#### Tarefa 1
Liste, sem repetições, todos os anos que aparecem no trecho sobre os Cramps.
#### Tarefa 2
Por favor, reproduza o trecho sobre os Cramps começando em "Baseada na família" e seguindo até "dança da Wandinha.".

#### Trecho do documento
....

Em março de 1990, a MTV do Reino Unido transmitia uma entrevista com um casal excêntrico:

– “O que inspira vocês?”

– “Sexo e horror”

Essa resposta poderia facilmente ter sido dada por Gomez e Mortícia Addams, mas os entrevistados eram Lux Interior (vocalista) e Poison Ivy (guitarrista), da banda The Cramps. A entrevista foi realizada na época de lançamento do disco “Stay Sick!”, de 1990. Mas em 2022, mais de uma década depois da morte do vocalista, o grupo ressuscitou como um zumbi de um filme de terror B quando foi descoberto pelo TikTok. E tudo por causa da icônica cena da série “Wandinha” em que a atriz Jenna Ortega dança a música “Goo Goo Muck” da forma mais estranha e fascinante possível.

Baseada na família macabra criada pelo cartunista Charles Addams cujos quadrinhos foram publicados na revista The New Yorker entre os anos 1940 e 1950, a série protagonizada pela primogênita dos Addams se tornou a terceira mais assistida na Netflix. Apesar de ainda não ter superado o sucesso de “Stranger Things 4”, “Wandinha” fez algo para os Cramps semelhante ao que “Stranger Things” fez para Kate Bush. Miraculosamente, no meio de tanto “tubarão, te amo” e “falcão, te amo”, a internet também foi tomada por vídeos de crianças vestidas de preto ostentando suas tranças enquanto tentam imitar os passos de dança da Wandinha.

....

#### Registros extraídos
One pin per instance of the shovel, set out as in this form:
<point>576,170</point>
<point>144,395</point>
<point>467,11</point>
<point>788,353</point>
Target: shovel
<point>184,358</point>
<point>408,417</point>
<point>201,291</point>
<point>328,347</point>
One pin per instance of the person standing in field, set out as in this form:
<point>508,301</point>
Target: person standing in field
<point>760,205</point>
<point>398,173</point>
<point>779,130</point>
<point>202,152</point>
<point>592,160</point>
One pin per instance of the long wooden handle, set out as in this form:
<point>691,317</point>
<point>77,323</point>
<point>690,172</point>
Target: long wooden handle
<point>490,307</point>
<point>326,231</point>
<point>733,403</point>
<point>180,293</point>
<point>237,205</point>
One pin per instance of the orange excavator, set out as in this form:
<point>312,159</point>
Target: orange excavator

....

#### Resposta 1
1990, 2022, 1940, 1950

#### Resposta 2
Baseada na família macabra criada pelo cartunista Charles Addams cujos quadrinhos foram publicados na revista The New Yorker entre os anos 1940 e 1950, a série protagonizada pela primogênita dos Addams se tornou a terceira mais assistida na Netflix. Apesar de ainda não ter superado o sucesso de “Stranger Things 4”, “Wandinha” fez algo para os Cramps semelhante ao que “Stranger Things” fez para Kate Bush. Miraculosamente, no meio de tanto “tubarão, te amo” e “falcão, te amo”, a internet também foi tomada por vídeos de crianças vestidas de preto ostentando suas tranças enquanto tentam imitar os passos de dança da Wandinha.